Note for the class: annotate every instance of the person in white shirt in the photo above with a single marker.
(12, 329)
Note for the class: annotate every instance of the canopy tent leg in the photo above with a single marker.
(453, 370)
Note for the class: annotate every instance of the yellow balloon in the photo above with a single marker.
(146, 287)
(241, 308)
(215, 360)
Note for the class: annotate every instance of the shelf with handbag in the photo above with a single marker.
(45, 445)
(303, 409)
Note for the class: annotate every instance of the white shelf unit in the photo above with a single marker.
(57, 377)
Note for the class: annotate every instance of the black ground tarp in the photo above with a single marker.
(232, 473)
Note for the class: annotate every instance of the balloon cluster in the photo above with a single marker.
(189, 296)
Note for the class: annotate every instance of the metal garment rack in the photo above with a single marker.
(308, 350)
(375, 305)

==

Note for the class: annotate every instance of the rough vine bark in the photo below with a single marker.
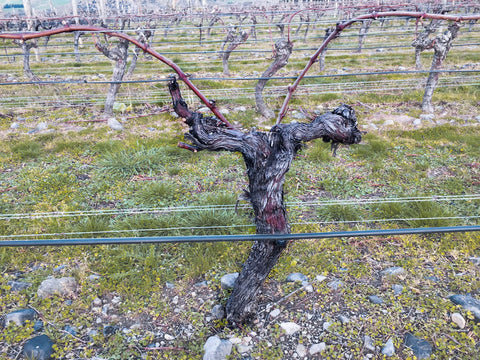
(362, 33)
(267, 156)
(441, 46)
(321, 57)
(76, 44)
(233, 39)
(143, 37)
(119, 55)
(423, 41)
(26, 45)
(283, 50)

-- WRITTEN REQUEST --
Which lines in the listing above contain the word "white"? Pull out each of those lines and copy it in full.

-- RIGHT ANSWER --
Note for the class: annotate every instance of the person in white shirt in the photo above with a single marker.
Note for the class: annotate every instance of the white shelf unit in the photo above with a single marker.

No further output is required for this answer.